== Text extract ==
* Dollar/yen up on improved investor risk appetite
* Euro gains on Tuesday's surprise rise in German Ifo
* Focus on whether Fed to unveil steps to fight credit crunch
* Australian Q4 inflation falls by most in a decade
By Rika Otsuka
TOKYO, Jan 28 (Reuters) - The dollar edged up against the yen on Wednesday as an improved appetite for risk prompted investors to dump the safe-haven Japanese currency, while the dollar dipped versus the euro as players awaited the outcome of a Federal Reserve meeting.
The Fed concludes a two-day policy meeting later in the day and could unveil new steps aimed at easing the credit crunch.
With the benchmark interest rate already near zero, the market is looking for any new policy measures, such as purchasing long-dated Treasuries.
"If the Fed makes comments on purchasing Treasuries, it would soothe concerns that overseas investors may start picking up fewer U.S. bonds," said Hideki Hayashi, chief economist at Shinko Securities.
Japanese and Chinese investors have been big buyers of U.S. government bonds and any shift in their investment stance on Treasuries could affect the dollar.
The dollar rose 0.3 percent from late U.S. trading on Tuesday to 89.16 yen.
The euro rose 0.6 percent to $1.3256 a day after it climbed on a surprise rise in Germany's Ifo economic research institute's corporate sentiment data.

== Challenge 1 ==
In the currency report, what level did the dollar reach against the yen?
== Challenge 2 ==
Translate this sentence from the currency report into Spanish: "The Fed concludes a two-day policy meeting later in the day and could unveil new steps aimed at easing the credit crunch."
The entries that follow are separate material and are unrelated to the currency report.

== Entries ==
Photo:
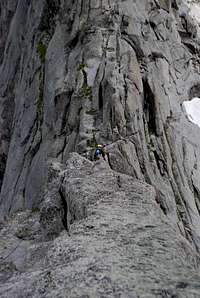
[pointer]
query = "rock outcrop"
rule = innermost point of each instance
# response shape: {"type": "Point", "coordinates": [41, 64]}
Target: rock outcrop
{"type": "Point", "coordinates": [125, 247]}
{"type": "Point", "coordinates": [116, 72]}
* * *
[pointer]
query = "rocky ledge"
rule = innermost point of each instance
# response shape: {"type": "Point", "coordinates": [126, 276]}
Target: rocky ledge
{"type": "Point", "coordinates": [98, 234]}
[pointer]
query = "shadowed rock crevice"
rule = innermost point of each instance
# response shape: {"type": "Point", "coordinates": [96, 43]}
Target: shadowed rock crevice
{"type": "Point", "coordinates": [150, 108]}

== Full solution 1 ==
89.16 yen

== Full solution 2 ==
La Fed concluye más tarde en el día una reunión de política de dos días y podría anunciar nuevas medidas destinadas a aliviar la crisis crediticia.